* _Tugas dan Latihan_
1. Ringkas artikel tentang kendaraan listrik dan emisi gas rumah kaca dalam dua kalimat.
2. Teruskan artikel tentang kendaraan listrik dan emisi gas rumah kaca mulai dari bagian terakhirnya.
===== Kutipan Pilihan =====
Atasi Gas Rumah Kaca Dirjen Hubdat Dorong Kendaraan Listrik Sebagai Solusi

Jakarta, radar-kalbar.com- Direktur Jenderal Perhubungan Darat, Budi Setiyadi menghadiri FGD mengenai Dampak Kebijakan Harga Terkait Sektor Transportasi Terhadap Penurunan Emisi Gas Rumah Kaca. FGD tersebut diadakan oleh Institut Transport & Logistik (ITL) Trisakti bekerja sama dengan Initiative for Climate Action Transparency (ICAT) pada Rabu (18/9) di Auditorium Institut Transport& Logistik (ITL) Trisakti Jakarta.

Dalam kesempatan ini Dirjen Budi menyatakan bahwa dampak emisi gas rumah kaca salah satunya muncul karena kendaraan yang berbahan bakar fosil. Oleh karenanya, menurut Dirjen Budi program kendaraan listrik adalah salah satu contoh program transportasi berkelanjutan yang dapat membantu mengurangi emisi gas rumah kaca.

Mengenai kebijakan kendaraan listrik yang diperkuat dengan adanya Peraturan Presiden (PERPRES) no 55 tahun 2019 tentang Percepatan Program Kendaraan Bermotor Listrik Berbasis Baterai (Battery Electric Vehicle) untuk Transportasi Jalan, Dirjen Budi berpendapat bahwa, “Yang terpenting bagi kita adalah menyampaikan pesan pada masyarakat bahwa kendaraan bermotor yang kita pakai sekarang ini, cepat atau lambat kualitas bahan bakar kita nantinya harus menyesuaikan Euro 4 sesuai dengan alat pengujian yang kita punya karena sudah berstandar Euro 4. Oleh karena itu harus dipikirkan bagaimana kita meninggalkan bahan bakar yang menggunakan fossil tadi. Bahan bakar fossil berdampak pada kualitas udara yang semakin buruk. Sebagai bentuk komitmen dari Kementerian Perhubungan maka pada tahun 2020 diharapkan bus yang digunakan untuk sistem Buy The Service bisa menggunakan bus listrik,” jelas Dirjen Budi.

Sembari membacakan sambutan Menteri Perhubungan, Dirjen Budi menjelaskan, “Dalam konsep pembangunan berkelanjutan ditekankan bahwa tujuan pembangunan tidak semata-mata meningkatkan ekonomi tetapi juga harus memperhatikan dampaknya terhadap kehidupan sosial budaya dan kualitas lingkungan. Salah satu isu lingkungan adalah terjadinya pemanasan global yang merupakan implikasi dari produksi gas rumah kaca. Kualitas udara ibukota Jakarta yang buruk sedang hangat-hangatnya menjadi perbincangan di masyarakat. Hal ini tentu saja merupakan sesuatu yang perlu diperbaiki antara kualitas hidup masyarakat yang meningkat dan menjaga bumi ini tetap baik di masa yang akan datang,” tambahnya.
===== Catatan yang Disediakan =====
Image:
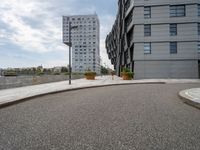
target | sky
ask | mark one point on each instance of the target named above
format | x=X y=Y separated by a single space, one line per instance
x=31 y=30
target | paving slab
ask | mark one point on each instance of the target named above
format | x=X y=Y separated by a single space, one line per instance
x=9 y=96
x=191 y=96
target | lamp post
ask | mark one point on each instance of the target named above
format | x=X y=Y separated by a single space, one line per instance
x=70 y=45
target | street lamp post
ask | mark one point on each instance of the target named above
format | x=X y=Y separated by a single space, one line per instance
x=70 y=45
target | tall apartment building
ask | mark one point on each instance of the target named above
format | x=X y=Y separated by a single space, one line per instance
x=156 y=38
x=85 y=42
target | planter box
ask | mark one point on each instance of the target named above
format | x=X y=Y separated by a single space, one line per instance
x=126 y=76
x=90 y=77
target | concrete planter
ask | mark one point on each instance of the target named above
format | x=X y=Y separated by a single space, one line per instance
x=127 y=75
x=90 y=77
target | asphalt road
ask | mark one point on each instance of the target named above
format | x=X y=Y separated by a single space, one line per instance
x=131 y=117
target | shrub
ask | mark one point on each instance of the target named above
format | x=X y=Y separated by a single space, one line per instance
x=56 y=73
x=90 y=73
x=10 y=73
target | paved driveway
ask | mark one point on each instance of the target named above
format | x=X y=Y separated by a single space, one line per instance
x=130 y=117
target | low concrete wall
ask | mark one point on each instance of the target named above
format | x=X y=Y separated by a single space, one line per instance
x=19 y=81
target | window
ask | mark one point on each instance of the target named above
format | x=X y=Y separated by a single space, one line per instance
x=198 y=28
x=147 y=30
x=173 y=29
x=177 y=11
x=173 y=47
x=198 y=47
x=147 y=12
x=147 y=48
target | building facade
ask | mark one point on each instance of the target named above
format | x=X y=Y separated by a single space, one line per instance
x=85 y=42
x=156 y=38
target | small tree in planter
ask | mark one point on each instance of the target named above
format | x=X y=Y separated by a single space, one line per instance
x=90 y=75
x=127 y=74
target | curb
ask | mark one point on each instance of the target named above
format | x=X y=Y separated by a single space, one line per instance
x=188 y=100
x=9 y=103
=====
* _Jawaban Tiap Tugas_
1. Direktur Jenderal Perhubungan Darat Budi Setiyadi menghadiri FGD tentang dampak kebijakan harga di sektor transportasi terhadap penurunan emisi gas rumah kaca yang diadakan ITL Trisakti bersama ICAT di Jakarta. Ia menyebut kendaraan berbahan bakar fosil sebagai salah satu penyebab emisi gas rumah kaca dan mendorong kendaraan listrik sebagai solusi, dengan harapan bus untuk sistem Buy The Service pada tahun 2020 dapat menggunakan bus listrik.

2.
Selain itu, Dirjen Budi meyakini bahwa perlu adanya sebuah sistem transportasi yang berkelanjutan untuk memperbaiki kondisi kehidupan masyarakat. “Berdasarkan data Kementerian ESDM tahun 2012, sektor transportasi mengonsumsi sekitar 20% dari total konsumsi energi nasional. Melihat hal tersebut perlu langkah-langkah nyata untuk menciptakan transportasi yang berkelanjutan. Pemerintah melalui Kemenhub berkomitmen untuk mewujudkan sistem transportasi yang aman, nyaman, dan selamat. Berkualitas baik untuk kepentingan dunia baik sekarang maupun kelanjutannya, dan juga transportasi yang berkelanjutan untuk anak cucu kita,” kata Dirjen Budi.

Mewakili pihak ITL Trisakti sekaligus peneliti, Elly Adriani Sinaga yang turut mengadakan asesmen terhadap dampak emisi gas rumah kaca dari penerapan kebijakan harga bahan bakar menyatakan, “Acara ini karena Trisakti diberi mandat oleh Badan Litbang Perhubungan untuk bergabung dengan research Initiative for Climate Action Transparency (ICAT),” urai Elly.

Dalam asesmen ini ada 3 kebijakan utama yang dipelajari yaitu:
1. Fuel pricing atau kebijakan harga bahan bakar bensin RON 88 dan solar.
2. Kebijakan Low Cost Green Car (LCGC)
3. Kendaraan listrik

“Jadi sebetulnya bahan bakar fosil memang memberikan emisi yang cukup besar. Indonesia sudah komitmen untuk menurunkan emisi 29% di tahun 2030. Jadi setelah kita cek dengan asesmen fuel pricing tadi memang betul, karena ada subsidi di diesel sehingga emisinya jadi besar sekali,” jelas Elly mengenai fuel pricing, yang menjadi salah satu hal yang dinilai dalam asesmen tersebut.

Sementara menurut Elly, kebijakan LCGC justru dianggap berkontribusi terhadap kenaikan emisi Gas Rumah Kaca (GRK) yang berkisar antara 10%-13% dibandingkan pada tahun 2013 sebelum adanya kebijakan tersebut.

Terkait kendaraan listrik, menurut Elly dengan kendaraan listrik ini benar kalau emisi 0% di jalan, namun emisinya juga harus dihitung sejak mulai dari power plantnya. “Karena kita menggunakan batu bara, yang bermasalah itu bagaimana dari tempat asalnya yaitu di power plant nya. Jadi kalau scenario kebijakan kendaraan listrik saat ini dilakukan secara konsistem dengan suplai energy listrik yang sama yaitu 70% energy fosil dan 30% energy terbarukan maka akan ada potensi penurunan emisi total sebesar -7,51% pada tahun 2035. Dan jika mampu mewujudkan suplai energy listrik dengan kompisis 50% energy fosil dan 50% energy terbarukan maka potensi penurunan emisinya mencapai -15,39% pada tahun 2035,” tambahnya.

Seiring dengan hal tersebut, Kepala Badan Penelitian dan Pengembangan Perhubungan, Sugihardjo mengakui bahwa kondisi udara terutama akhir-akhir ini di Jakarta sudah tidak sehat.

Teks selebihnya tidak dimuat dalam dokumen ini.